Task details | Reproduce the material below, swapping every occurrence of "drop a single pin" for "place one marker" and leaving all other text unchanged.

= = = =

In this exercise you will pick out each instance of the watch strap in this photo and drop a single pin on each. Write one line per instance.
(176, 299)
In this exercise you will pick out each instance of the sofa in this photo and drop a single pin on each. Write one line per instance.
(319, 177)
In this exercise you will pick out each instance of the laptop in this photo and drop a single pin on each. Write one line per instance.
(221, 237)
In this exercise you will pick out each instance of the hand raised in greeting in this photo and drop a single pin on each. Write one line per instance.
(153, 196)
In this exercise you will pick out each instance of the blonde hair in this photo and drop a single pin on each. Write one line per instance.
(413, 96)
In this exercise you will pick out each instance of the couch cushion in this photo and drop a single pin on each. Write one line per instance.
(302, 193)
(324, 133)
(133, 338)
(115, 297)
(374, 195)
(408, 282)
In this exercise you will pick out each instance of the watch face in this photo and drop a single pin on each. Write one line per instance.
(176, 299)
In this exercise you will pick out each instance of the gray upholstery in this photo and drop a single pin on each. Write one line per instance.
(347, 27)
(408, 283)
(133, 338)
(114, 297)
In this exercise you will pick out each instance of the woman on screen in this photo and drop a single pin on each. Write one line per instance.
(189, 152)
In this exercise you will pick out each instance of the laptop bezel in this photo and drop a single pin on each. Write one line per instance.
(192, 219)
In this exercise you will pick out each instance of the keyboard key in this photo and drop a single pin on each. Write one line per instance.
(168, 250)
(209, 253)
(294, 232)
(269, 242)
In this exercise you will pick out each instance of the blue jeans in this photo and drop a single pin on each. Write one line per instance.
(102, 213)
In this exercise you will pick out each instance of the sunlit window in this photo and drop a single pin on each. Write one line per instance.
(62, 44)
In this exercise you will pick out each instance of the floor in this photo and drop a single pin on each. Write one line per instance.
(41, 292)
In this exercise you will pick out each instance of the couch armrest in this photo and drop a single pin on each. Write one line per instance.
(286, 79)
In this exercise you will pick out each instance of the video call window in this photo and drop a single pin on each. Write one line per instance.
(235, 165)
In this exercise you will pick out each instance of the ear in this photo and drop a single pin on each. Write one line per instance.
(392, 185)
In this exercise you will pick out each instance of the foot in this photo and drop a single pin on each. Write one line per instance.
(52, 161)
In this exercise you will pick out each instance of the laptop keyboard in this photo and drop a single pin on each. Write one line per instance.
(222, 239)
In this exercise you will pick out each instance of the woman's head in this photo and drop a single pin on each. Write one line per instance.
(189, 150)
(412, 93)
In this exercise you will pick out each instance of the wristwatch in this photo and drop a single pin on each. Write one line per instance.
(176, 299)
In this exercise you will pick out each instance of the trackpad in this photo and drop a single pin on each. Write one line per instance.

= = = =

Finished exercise |
In this exercise you will pick out each instance of the watch strap in this photo and place one marker on each. Write one line per instance.
(176, 299)
In this exercise you will pick out each instance of the sofa in this photo and place one marker on each. Write one line per instance.
(319, 177)
In this exercise you will pick out each instance of the laptop in this photo and place one marker on each. Write one line per instance.
(221, 237)
In this exercise you will pick out each instance of the hand raised in greeting in this photo and place one marker on each. Write one line per instance.
(153, 196)
In this exercise you will pick out each instance of the blonde hair in this photo and place one marker on each. Write one line per instance.
(413, 96)
In this exercise you will pick out each instance of the couch cushion in this photo and place one marker on each. Write one line per instance.
(302, 193)
(324, 133)
(133, 338)
(115, 297)
(374, 195)
(408, 282)
In this exercise you will pick out each instance of the watch face in this photo and place one marker on each. Write one line per instance.
(176, 299)
In this exercise you will pick out each instance of the gray upholstery in this photo and place one marker on each. Write one line per instance.
(347, 27)
(408, 283)
(133, 338)
(114, 297)
In this exercise you will pick out each instance of the woman on screen in this photo and place one marker on each. Write one line per instance.
(189, 152)
In this exercise you will pick out each instance of the laptop bezel in this photo and place one marker on each. Write one line per instance.
(192, 219)
In this exercise you will pick out each instance of the keyboard key in this photo and place one marker on each. Write one line per instance.
(168, 250)
(209, 253)
(294, 232)
(269, 242)
In this exercise you will pick out each instance of the blue jeans in this photo and place one marker on each. Write one line per instance.
(102, 213)
In this exercise you will pick out each instance of the sunlit window in this photo and place one marker on each. Write one line per instance.
(62, 44)
In this exercise you will pick out each instance of the floor in this photo and place one marker on each. Write one line per instance.
(41, 292)
In this exercise you will pick out each instance of the couch armrest in this photo and place one marker on each. Write one line per instance.
(286, 79)
In this exercise you will pick out each instance of the video call window in this photo and place one marker on each. Write one line per instance.
(235, 165)
In this exercise you will pick out each instance of the ear in this photo and place one marker on each. Write one line per instance.
(392, 185)
In this exercise you will pick out each instance of the foot in this photo and place one marker on each. Write one line per instance.
(52, 161)
In this exercise you will pick out each instance of the laptop keyboard in this photo and place one marker on each. Write one line per instance.
(222, 239)
In this exercise you will pick out each instance of the woman's head in this photo and place one marker on each. Write one line per instance.
(189, 150)
(412, 93)
In this exercise you will pick out each instance of the wristwatch in this photo and place one marker on each. Write one line per instance.
(176, 299)
In this exercise you will pick out each instance of the trackpad in this photo and place one marker on each. Write one line per instance.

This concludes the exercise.